**Short exercise:** Omit all pictures. Copy the rest of the material exactly.
## START Input for this task
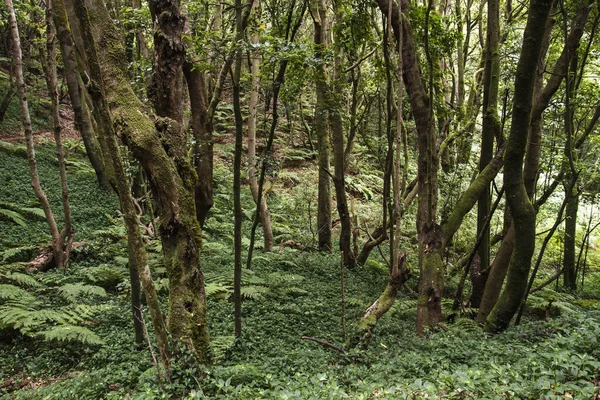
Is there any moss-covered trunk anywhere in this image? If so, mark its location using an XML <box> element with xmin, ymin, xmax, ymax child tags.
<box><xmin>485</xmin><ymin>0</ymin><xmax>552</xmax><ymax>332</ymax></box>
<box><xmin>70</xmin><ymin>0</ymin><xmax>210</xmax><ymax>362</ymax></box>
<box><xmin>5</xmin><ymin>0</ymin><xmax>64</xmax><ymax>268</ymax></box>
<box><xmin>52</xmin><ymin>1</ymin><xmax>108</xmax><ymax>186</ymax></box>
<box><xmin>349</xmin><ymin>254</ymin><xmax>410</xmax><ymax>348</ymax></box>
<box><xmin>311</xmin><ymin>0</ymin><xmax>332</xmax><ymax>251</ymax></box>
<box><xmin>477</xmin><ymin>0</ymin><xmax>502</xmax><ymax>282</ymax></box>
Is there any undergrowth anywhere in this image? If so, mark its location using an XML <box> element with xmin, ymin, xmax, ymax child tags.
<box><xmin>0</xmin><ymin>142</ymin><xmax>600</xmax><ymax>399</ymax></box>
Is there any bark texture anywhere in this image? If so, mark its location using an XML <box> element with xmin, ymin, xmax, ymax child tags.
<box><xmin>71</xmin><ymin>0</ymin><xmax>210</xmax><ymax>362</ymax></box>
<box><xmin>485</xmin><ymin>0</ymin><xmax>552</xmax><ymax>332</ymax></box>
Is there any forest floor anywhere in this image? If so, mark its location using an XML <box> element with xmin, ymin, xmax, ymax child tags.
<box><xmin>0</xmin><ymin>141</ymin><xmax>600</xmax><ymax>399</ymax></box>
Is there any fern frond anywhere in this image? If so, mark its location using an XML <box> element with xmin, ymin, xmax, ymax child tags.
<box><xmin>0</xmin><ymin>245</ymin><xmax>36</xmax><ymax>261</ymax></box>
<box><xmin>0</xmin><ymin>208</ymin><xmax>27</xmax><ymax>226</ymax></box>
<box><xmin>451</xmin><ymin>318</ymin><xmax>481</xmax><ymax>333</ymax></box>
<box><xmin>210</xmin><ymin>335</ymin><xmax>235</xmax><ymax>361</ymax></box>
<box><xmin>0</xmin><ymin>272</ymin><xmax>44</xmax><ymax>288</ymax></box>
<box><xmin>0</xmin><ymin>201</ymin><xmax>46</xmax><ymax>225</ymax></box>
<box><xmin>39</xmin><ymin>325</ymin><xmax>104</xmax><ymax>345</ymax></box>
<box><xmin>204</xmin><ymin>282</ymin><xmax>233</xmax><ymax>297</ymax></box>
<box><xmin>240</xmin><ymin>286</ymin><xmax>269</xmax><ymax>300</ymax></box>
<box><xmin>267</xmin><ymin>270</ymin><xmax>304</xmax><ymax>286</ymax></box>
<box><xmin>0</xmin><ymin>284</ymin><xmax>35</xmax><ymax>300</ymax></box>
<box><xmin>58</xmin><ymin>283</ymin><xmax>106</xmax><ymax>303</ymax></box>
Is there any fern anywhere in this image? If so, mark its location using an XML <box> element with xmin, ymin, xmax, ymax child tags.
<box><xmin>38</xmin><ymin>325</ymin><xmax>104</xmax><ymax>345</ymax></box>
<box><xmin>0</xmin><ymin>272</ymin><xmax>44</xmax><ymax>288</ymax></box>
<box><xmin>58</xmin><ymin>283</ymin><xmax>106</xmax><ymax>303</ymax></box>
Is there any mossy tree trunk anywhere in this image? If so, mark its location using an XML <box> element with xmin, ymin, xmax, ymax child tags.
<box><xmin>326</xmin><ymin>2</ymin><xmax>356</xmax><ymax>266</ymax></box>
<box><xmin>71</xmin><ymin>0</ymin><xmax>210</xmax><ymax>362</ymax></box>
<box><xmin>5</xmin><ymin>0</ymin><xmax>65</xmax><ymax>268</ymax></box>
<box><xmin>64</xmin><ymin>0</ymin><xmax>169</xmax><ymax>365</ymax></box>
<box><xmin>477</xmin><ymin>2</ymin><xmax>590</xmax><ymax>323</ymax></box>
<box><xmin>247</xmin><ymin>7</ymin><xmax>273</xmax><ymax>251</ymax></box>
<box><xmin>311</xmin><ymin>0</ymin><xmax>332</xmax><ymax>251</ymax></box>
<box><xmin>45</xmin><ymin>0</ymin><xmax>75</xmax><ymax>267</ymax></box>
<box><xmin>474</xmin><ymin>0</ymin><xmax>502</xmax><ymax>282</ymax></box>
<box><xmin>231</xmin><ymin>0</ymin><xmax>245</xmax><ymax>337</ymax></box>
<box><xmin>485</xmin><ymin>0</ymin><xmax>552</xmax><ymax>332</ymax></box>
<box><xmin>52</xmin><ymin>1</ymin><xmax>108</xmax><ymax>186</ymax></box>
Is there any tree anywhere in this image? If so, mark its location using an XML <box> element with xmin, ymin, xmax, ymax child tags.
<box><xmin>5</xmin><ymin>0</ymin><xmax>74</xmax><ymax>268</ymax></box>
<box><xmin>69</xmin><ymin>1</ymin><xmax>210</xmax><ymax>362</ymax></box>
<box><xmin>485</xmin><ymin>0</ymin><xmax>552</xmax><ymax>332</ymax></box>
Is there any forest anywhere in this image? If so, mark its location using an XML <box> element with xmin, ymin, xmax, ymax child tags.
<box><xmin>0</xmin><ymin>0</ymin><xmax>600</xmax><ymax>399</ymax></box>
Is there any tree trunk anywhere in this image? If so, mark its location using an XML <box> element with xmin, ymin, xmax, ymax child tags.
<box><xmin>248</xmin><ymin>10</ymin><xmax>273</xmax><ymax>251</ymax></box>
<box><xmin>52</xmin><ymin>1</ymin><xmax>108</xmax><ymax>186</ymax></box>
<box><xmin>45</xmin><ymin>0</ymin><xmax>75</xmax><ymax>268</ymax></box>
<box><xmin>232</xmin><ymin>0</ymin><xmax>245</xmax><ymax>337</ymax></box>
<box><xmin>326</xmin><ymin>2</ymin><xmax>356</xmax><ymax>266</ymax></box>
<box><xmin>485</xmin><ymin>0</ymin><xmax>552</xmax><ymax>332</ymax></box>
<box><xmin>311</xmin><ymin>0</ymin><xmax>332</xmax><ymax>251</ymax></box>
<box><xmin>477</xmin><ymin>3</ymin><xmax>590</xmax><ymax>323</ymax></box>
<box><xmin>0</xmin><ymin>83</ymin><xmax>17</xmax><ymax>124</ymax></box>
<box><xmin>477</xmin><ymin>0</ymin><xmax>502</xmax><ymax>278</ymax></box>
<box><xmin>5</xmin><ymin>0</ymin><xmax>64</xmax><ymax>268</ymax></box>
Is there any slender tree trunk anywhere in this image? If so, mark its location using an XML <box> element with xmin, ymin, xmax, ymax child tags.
## END Input for this task
**Response for this exercise:**
Is there any moss-covered trunk anywhere in this image? If so, mark its location using an XML <box> element with xmin, ymin, xmax, ymax child tags.
<box><xmin>485</xmin><ymin>0</ymin><xmax>552</xmax><ymax>332</ymax></box>
<box><xmin>70</xmin><ymin>0</ymin><xmax>210</xmax><ymax>362</ymax></box>
<box><xmin>5</xmin><ymin>0</ymin><xmax>64</xmax><ymax>268</ymax></box>
<box><xmin>52</xmin><ymin>1</ymin><xmax>108</xmax><ymax>186</ymax></box>
<box><xmin>349</xmin><ymin>254</ymin><xmax>410</xmax><ymax>348</ymax></box>
<box><xmin>311</xmin><ymin>0</ymin><xmax>332</xmax><ymax>251</ymax></box>
<box><xmin>477</xmin><ymin>0</ymin><xmax>502</xmax><ymax>282</ymax></box>
Is there any undergrowth anywhere in this image? If so, mark its location using an XML <box> element with xmin, ymin, xmax, ymax child tags.
<box><xmin>0</xmin><ymin>142</ymin><xmax>600</xmax><ymax>399</ymax></box>
Is there any bark texture anywhere in this image? If so, mark its location using an XML <box> element with xmin, ymin, xmax, ymax child tags.
<box><xmin>71</xmin><ymin>0</ymin><xmax>210</xmax><ymax>362</ymax></box>
<box><xmin>485</xmin><ymin>0</ymin><xmax>552</xmax><ymax>332</ymax></box>
Is there any forest floor anywhere in this image? If so, mark its location using an XML <box> element with xmin, ymin, xmax, ymax child tags.
<box><xmin>0</xmin><ymin>141</ymin><xmax>600</xmax><ymax>399</ymax></box>
Is there any fern frond anywhere in this image? If so, mark its location using an XML <box> element with xmin, ymin, xmax, ymax child tags.
<box><xmin>0</xmin><ymin>245</ymin><xmax>36</xmax><ymax>261</ymax></box>
<box><xmin>0</xmin><ymin>208</ymin><xmax>27</xmax><ymax>226</ymax></box>
<box><xmin>451</xmin><ymin>318</ymin><xmax>481</xmax><ymax>333</ymax></box>
<box><xmin>210</xmin><ymin>335</ymin><xmax>235</xmax><ymax>361</ymax></box>
<box><xmin>0</xmin><ymin>272</ymin><xmax>44</xmax><ymax>288</ymax></box>
<box><xmin>0</xmin><ymin>201</ymin><xmax>46</xmax><ymax>225</ymax></box>
<box><xmin>39</xmin><ymin>325</ymin><xmax>104</xmax><ymax>345</ymax></box>
<box><xmin>204</xmin><ymin>282</ymin><xmax>233</xmax><ymax>297</ymax></box>
<box><xmin>240</xmin><ymin>286</ymin><xmax>269</xmax><ymax>300</ymax></box>
<box><xmin>267</xmin><ymin>270</ymin><xmax>304</xmax><ymax>286</ymax></box>
<box><xmin>0</xmin><ymin>284</ymin><xmax>35</xmax><ymax>300</ymax></box>
<box><xmin>58</xmin><ymin>283</ymin><xmax>106</xmax><ymax>303</ymax></box>
Is there any fern anywhere in this image? If so, mark its location using an XML <box> element with xmin, ymin, xmax, ymax child tags.
<box><xmin>38</xmin><ymin>325</ymin><xmax>104</xmax><ymax>345</ymax></box>
<box><xmin>0</xmin><ymin>272</ymin><xmax>44</xmax><ymax>288</ymax></box>
<box><xmin>58</xmin><ymin>283</ymin><xmax>106</xmax><ymax>303</ymax></box>
Is there any mossy tree trunk anywhere in this image? If so, mark its location using an XML <box> element with xmin, ymin, xmax, ymax child tags.
<box><xmin>326</xmin><ymin>2</ymin><xmax>356</xmax><ymax>266</ymax></box>
<box><xmin>71</xmin><ymin>0</ymin><xmax>210</xmax><ymax>362</ymax></box>
<box><xmin>5</xmin><ymin>0</ymin><xmax>65</xmax><ymax>268</ymax></box>
<box><xmin>64</xmin><ymin>0</ymin><xmax>169</xmax><ymax>365</ymax></box>
<box><xmin>477</xmin><ymin>2</ymin><xmax>590</xmax><ymax>323</ymax></box>
<box><xmin>247</xmin><ymin>7</ymin><xmax>273</xmax><ymax>251</ymax></box>
<box><xmin>311</xmin><ymin>0</ymin><xmax>332</xmax><ymax>251</ymax></box>
<box><xmin>45</xmin><ymin>0</ymin><xmax>75</xmax><ymax>267</ymax></box>
<box><xmin>474</xmin><ymin>0</ymin><xmax>502</xmax><ymax>282</ymax></box>
<box><xmin>231</xmin><ymin>0</ymin><xmax>245</xmax><ymax>337</ymax></box>
<box><xmin>485</xmin><ymin>0</ymin><xmax>552</xmax><ymax>332</ymax></box>
<box><xmin>52</xmin><ymin>1</ymin><xmax>108</xmax><ymax>186</ymax></box>
Is there any tree anywhere in this image? If so, mark its location using an XML <box> element with xmin, ymin, xmax, ymax child tags.
<box><xmin>5</xmin><ymin>0</ymin><xmax>74</xmax><ymax>268</ymax></box>
<box><xmin>69</xmin><ymin>1</ymin><xmax>210</xmax><ymax>362</ymax></box>
<box><xmin>485</xmin><ymin>0</ymin><xmax>552</xmax><ymax>332</ymax></box>
Is there any forest anywhere in this image? If so, mark its location using an XML <box> element with xmin, ymin, xmax, ymax child tags.
<box><xmin>0</xmin><ymin>0</ymin><xmax>600</xmax><ymax>399</ymax></box>
Is there any tree trunk anywhere in this image? If so, mark its location using an XML <box> element with xmin, ymin, xmax, ymax child tags.
<box><xmin>248</xmin><ymin>10</ymin><xmax>273</xmax><ymax>251</ymax></box>
<box><xmin>52</xmin><ymin>1</ymin><xmax>108</xmax><ymax>186</ymax></box>
<box><xmin>45</xmin><ymin>0</ymin><xmax>75</xmax><ymax>268</ymax></box>
<box><xmin>232</xmin><ymin>0</ymin><xmax>245</xmax><ymax>337</ymax></box>
<box><xmin>326</xmin><ymin>2</ymin><xmax>356</xmax><ymax>266</ymax></box>
<box><xmin>485</xmin><ymin>0</ymin><xmax>552</xmax><ymax>332</ymax></box>
<box><xmin>311</xmin><ymin>0</ymin><xmax>332</xmax><ymax>251</ymax></box>
<box><xmin>477</xmin><ymin>3</ymin><xmax>590</xmax><ymax>323</ymax></box>
<box><xmin>0</xmin><ymin>83</ymin><xmax>17</xmax><ymax>124</ymax></box>
<box><xmin>477</xmin><ymin>0</ymin><xmax>502</xmax><ymax>278</ymax></box>
<box><xmin>5</xmin><ymin>0</ymin><xmax>64</xmax><ymax>268</ymax></box>
Is there any slender tree trunk anywhere in this image? If so, mark its location using an XML <box> element with xmin, ymin, xmax, ymax child tags.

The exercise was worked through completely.